WORK INSTRUCTION ::
The line holding "Query: grassy shore bank" and every line after it through the end of the entries below: retype these exactly and nothing more.

INFORMATION SUPPLIED ::
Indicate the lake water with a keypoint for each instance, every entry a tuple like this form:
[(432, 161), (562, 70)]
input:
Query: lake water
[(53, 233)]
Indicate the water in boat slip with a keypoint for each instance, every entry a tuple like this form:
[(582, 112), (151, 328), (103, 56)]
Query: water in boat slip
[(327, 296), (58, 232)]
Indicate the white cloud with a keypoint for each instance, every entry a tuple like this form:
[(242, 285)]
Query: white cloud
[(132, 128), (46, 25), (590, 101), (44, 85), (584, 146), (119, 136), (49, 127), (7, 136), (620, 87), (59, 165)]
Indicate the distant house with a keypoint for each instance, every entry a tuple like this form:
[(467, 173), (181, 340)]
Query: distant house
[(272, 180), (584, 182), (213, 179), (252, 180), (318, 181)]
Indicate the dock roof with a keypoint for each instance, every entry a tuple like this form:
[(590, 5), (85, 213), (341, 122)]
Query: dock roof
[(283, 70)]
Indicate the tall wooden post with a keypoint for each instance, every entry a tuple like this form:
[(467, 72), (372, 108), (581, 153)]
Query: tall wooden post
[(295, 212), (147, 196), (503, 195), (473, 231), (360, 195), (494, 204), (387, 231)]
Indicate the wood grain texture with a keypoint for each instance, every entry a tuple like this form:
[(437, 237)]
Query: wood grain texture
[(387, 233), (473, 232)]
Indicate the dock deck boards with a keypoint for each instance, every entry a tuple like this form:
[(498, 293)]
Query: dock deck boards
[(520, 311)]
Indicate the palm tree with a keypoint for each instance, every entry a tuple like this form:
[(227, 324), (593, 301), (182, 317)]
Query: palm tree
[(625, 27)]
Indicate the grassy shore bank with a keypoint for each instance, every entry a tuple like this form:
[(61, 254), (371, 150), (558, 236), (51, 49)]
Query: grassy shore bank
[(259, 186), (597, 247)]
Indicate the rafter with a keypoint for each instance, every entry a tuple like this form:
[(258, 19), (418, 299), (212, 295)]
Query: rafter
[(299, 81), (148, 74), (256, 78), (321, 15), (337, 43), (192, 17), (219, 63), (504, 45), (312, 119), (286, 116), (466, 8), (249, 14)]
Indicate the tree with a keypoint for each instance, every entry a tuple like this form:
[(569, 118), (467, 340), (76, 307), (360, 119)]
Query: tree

SOLUTION BELOW ::
Query: grassy shore bank
[(259, 186), (597, 247)]
Indicate the rafter with a keypoint for each instance, every entry a tuple like this form:
[(258, 19), (418, 299), (212, 295)]
Query: rafter
[(299, 81), (148, 74), (256, 78), (321, 15), (337, 43), (192, 17), (219, 63), (504, 45), (312, 119), (286, 116), (466, 8), (249, 14)]
Indicate the tree with a keypoint for each instance, every entry a tuple like this form:
[(569, 118), (467, 340), (76, 307), (360, 119)]
Query: tree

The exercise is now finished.